* _Instructions to follow_
Reproduce all entries word for word.

======== Material provided ========

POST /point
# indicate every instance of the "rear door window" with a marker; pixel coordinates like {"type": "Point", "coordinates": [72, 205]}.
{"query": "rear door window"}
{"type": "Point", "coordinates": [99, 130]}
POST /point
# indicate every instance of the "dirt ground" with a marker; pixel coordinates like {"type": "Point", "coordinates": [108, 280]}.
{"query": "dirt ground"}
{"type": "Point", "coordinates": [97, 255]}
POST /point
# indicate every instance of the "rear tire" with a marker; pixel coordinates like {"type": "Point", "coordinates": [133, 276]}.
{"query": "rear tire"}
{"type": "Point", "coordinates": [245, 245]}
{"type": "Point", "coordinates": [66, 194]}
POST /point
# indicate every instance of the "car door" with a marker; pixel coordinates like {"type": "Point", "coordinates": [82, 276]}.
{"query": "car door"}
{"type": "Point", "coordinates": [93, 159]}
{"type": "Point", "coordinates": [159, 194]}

========

* _Correct answer_
POST /point
# indicate every instance of the "rear door window" with a marker; pixel coordinates like {"type": "Point", "coordinates": [72, 205]}.
{"query": "rear door window"}
{"type": "Point", "coordinates": [99, 130]}
POST /point
# indicate every instance of the "dirt ground" with a marker; pixel coordinates like {"type": "Point", "coordinates": [108, 280]}.
{"query": "dirt ground"}
{"type": "Point", "coordinates": [97, 255]}
POST /point
# indicate every instance of the "rear tire" with a marker; pixel coordinates like {"type": "Point", "coordinates": [133, 276]}.
{"query": "rear tire"}
{"type": "Point", "coordinates": [245, 245]}
{"type": "Point", "coordinates": [66, 194]}
POST /point
# indicate every instance of the "car door" with a marker; pixel coordinates like {"type": "Point", "coordinates": [82, 276]}.
{"query": "car door"}
{"type": "Point", "coordinates": [93, 159]}
{"type": "Point", "coordinates": [159, 194]}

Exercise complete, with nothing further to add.